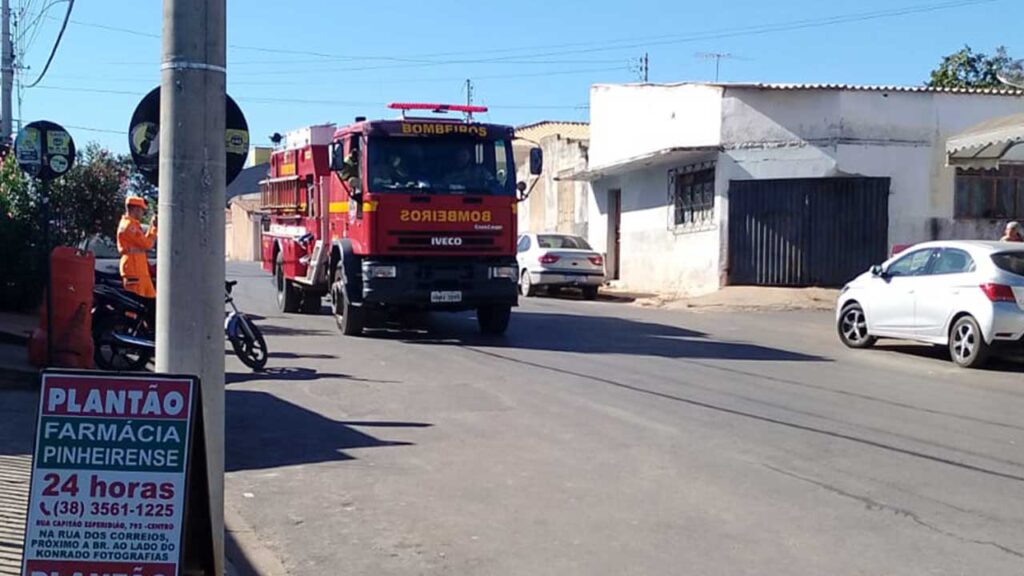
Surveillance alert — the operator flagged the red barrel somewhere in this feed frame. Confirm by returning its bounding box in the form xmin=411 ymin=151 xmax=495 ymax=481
xmin=29 ymin=246 xmax=96 ymax=368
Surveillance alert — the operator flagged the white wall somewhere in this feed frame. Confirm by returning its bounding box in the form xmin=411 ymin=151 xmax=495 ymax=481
xmin=590 ymin=84 xmax=723 ymax=168
xmin=590 ymin=85 xmax=1024 ymax=293
xmin=516 ymin=134 xmax=590 ymax=236
xmin=588 ymin=154 xmax=721 ymax=296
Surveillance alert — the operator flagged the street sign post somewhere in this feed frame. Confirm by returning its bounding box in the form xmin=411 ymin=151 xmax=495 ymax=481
xmin=128 ymin=86 xmax=249 ymax=186
xmin=23 ymin=370 xmax=212 ymax=576
xmin=14 ymin=120 xmax=75 ymax=365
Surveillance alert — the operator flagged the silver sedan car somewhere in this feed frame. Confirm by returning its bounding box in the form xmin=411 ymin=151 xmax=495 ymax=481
xmin=836 ymin=241 xmax=1024 ymax=368
xmin=516 ymin=234 xmax=604 ymax=300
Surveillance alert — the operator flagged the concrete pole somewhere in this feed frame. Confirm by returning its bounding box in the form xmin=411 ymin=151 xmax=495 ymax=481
xmin=0 ymin=0 xmax=14 ymax=145
xmin=157 ymin=0 xmax=226 ymax=576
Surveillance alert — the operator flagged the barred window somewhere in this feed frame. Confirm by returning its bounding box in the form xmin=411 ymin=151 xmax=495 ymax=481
xmin=669 ymin=162 xmax=715 ymax=227
xmin=953 ymin=164 xmax=1024 ymax=219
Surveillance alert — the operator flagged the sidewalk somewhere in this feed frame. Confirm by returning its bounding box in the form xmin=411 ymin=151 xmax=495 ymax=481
xmin=602 ymin=286 xmax=839 ymax=312
xmin=0 ymin=385 xmax=39 ymax=576
xmin=0 ymin=312 xmax=39 ymax=388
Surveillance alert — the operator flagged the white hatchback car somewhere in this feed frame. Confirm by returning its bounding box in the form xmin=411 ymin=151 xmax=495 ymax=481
xmin=516 ymin=233 xmax=604 ymax=300
xmin=836 ymin=241 xmax=1024 ymax=368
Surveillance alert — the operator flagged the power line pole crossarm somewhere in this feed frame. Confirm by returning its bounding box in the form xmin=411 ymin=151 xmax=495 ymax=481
xmin=157 ymin=0 xmax=226 ymax=576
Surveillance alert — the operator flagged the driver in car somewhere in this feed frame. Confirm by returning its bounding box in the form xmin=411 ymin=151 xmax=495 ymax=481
xmin=444 ymin=148 xmax=496 ymax=188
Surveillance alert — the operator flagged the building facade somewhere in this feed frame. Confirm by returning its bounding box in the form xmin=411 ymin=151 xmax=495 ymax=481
xmin=513 ymin=121 xmax=590 ymax=237
xmin=573 ymin=83 xmax=1024 ymax=295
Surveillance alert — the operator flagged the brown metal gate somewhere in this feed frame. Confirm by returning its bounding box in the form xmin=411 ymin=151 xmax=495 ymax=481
xmin=728 ymin=177 xmax=890 ymax=286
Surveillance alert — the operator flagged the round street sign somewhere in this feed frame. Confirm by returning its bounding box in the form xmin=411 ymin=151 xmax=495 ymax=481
xmin=128 ymin=86 xmax=249 ymax=186
xmin=14 ymin=120 xmax=75 ymax=181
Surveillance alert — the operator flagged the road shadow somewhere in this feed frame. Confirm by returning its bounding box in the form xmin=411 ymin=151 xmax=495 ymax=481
xmin=874 ymin=342 xmax=1024 ymax=373
xmin=270 ymin=352 xmax=338 ymax=360
xmin=224 ymin=390 xmax=432 ymax=471
xmin=224 ymin=348 xmax=338 ymax=360
xmin=0 ymin=387 xmax=39 ymax=455
xmin=536 ymin=288 xmax=654 ymax=304
xmin=259 ymin=324 xmax=335 ymax=336
xmin=391 ymin=312 xmax=828 ymax=362
xmin=224 ymin=367 xmax=394 ymax=384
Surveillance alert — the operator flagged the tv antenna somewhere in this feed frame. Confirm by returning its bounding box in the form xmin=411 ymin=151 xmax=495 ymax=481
xmin=696 ymin=52 xmax=736 ymax=82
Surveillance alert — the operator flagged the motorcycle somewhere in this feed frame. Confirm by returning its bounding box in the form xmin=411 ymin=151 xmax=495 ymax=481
xmin=224 ymin=280 xmax=269 ymax=370
xmin=92 ymin=272 xmax=269 ymax=371
xmin=92 ymin=272 xmax=156 ymax=372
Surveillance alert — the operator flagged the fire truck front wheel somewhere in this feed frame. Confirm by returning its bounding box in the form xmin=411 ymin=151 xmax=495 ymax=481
xmin=273 ymin=252 xmax=302 ymax=313
xmin=331 ymin=290 xmax=366 ymax=336
xmin=476 ymin=304 xmax=512 ymax=335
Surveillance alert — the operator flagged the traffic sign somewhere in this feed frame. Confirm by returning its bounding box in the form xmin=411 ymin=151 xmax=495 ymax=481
xmin=14 ymin=120 xmax=75 ymax=181
xmin=128 ymin=86 xmax=249 ymax=186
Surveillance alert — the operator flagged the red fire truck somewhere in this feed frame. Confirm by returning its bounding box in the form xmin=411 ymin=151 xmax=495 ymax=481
xmin=260 ymin=104 xmax=543 ymax=335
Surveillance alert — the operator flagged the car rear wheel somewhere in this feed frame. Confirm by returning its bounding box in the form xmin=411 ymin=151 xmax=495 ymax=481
xmin=949 ymin=316 xmax=991 ymax=368
xmin=519 ymin=271 xmax=537 ymax=297
xmin=837 ymin=303 xmax=879 ymax=348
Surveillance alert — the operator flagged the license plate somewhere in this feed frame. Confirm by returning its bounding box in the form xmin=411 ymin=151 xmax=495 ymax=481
xmin=430 ymin=290 xmax=462 ymax=304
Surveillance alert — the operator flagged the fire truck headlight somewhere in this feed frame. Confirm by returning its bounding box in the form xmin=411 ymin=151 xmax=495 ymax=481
xmin=487 ymin=266 xmax=518 ymax=282
xmin=367 ymin=265 xmax=398 ymax=278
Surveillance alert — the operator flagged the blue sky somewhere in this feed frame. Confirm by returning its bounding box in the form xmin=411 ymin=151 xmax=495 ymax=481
xmin=11 ymin=0 xmax=1024 ymax=152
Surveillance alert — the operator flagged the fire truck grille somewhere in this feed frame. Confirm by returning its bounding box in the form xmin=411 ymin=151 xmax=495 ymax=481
xmin=389 ymin=231 xmax=502 ymax=253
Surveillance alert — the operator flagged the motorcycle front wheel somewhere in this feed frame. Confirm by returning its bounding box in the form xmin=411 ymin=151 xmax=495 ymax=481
xmin=227 ymin=316 xmax=268 ymax=370
xmin=92 ymin=315 xmax=153 ymax=372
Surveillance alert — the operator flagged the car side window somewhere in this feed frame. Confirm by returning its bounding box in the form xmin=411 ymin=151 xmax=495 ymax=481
xmin=886 ymin=248 xmax=935 ymax=277
xmin=931 ymin=248 xmax=975 ymax=274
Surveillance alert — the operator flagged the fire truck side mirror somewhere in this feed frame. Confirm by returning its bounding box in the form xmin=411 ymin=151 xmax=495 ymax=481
xmin=529 ymin=148 xmax=544 ymax=176
xmin=331 ymin=142 xmax=345 ymax=172
xmin=348 ymin=176 xmax=362 ymax=198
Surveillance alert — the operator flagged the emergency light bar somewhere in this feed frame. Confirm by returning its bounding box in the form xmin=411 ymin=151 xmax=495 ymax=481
xmin=387 ymin=102 xmax=487 ymax=122
xmin=387 ymin=102 xmax=487 ymax=114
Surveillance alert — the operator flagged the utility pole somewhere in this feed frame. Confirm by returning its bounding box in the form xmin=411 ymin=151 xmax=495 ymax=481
xmin=0 ymin=0 xmax=14 ymax=146
xmin=157 ymin=0 xmax=227 ymax=576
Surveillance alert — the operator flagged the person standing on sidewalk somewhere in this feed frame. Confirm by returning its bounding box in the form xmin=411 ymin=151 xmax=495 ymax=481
xmin=999 ymin=217 xmax=1024 ymax=242
xmin=118 ymin=196 xmax=157 ymax=299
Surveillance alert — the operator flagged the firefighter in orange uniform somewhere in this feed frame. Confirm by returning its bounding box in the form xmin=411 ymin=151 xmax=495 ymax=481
xmin=118 ymin=196 xmax=157 ymax=299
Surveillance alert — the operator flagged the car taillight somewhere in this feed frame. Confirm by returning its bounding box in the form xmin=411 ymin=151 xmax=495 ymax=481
xmin=981 ymin=283 xmax=1017 ymax=302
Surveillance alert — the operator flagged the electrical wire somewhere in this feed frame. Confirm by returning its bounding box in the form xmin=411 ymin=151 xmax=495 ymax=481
xmin=26 ymin=0 xmax=75 ymax=88
xmin=44 ymin=0 xmax=999 ymax=73
xmin=37 ymin=86 xmax=580 ymax=110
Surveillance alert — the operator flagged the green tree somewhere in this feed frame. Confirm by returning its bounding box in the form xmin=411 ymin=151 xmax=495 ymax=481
xmin=0 ymin=143 xmax=149 ymax=308
xmin=927 ymin=46 xmax=1020 ymax=88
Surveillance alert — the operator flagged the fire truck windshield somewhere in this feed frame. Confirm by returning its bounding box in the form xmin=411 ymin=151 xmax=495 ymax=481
xmin=367 ymin=136 xmax=515 ymax=196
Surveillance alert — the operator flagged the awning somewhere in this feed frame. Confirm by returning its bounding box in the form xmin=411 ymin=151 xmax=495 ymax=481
xmin=555 ymin=146 xmax=722 ymax=182
xmin=946 ymin=113 xmax=1024 ymax=168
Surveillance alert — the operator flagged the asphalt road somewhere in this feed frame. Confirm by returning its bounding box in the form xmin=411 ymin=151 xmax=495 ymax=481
xmin=226 ymin=261 xmax=1024 ymax=576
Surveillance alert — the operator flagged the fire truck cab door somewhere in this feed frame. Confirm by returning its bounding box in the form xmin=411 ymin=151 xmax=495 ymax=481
xmin=342 ymin=134 xmax=366 ymax=223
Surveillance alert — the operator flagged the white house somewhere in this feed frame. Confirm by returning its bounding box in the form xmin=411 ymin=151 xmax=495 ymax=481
xmin=560 ymin=83 xmax=1024 ymax=294
xmin=513 ymin=121 xmax=590 ymax=236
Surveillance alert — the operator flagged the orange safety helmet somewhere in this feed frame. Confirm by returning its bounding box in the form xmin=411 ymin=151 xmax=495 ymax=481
xmin=125 ymin=196 xmax=145 ymax=210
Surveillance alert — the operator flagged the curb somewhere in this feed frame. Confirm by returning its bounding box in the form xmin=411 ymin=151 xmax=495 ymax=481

++++

- Exercise instructions: Could you reproduce the part of the records that opens with the line containing "Surveillance alert — the operator flagged the building" and closes with the line containing "xmin=728 ymin=177 xmax=890 ymax=286", keeping every line in it while shifting each bounding-box coordinate in the answers up by 112 and leaving the numbers in the other lines untouched?

- Response for this exercise:
Surveillance alert — the operator flagged the building facade somewhere in this feed frame. Confirm by returning its bounding box in the form xmin=411 ymin=151 xmax=495 ymax=481
xmin=625 ymin=233 xmax=702 ymax=349
xmin=685 ymin=195 xmax=1136 ymax=407
Surveillance alert — the operator flagged the brown metal gate somewhere in this feed frame. Confirm by returning its bounding box in the form xmin=411 ymin=151 xmax=495 ymax=481
xmin=840 ymin=289 xmax=1002 ymax=398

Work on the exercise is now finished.